> **PROBLEM REQUIREMENTS**: Pick out all lines with the word "lion" from the records that follow.
══════════
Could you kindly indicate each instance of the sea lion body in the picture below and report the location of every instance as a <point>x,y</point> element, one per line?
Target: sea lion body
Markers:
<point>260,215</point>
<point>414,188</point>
══════════
> **TASK OUTPUT**:
Could you kindly indicate each instance of the sea lion body in the picture below and report the location of every instance as a <point>x,y</point> element, one per line?
Target: sea lion body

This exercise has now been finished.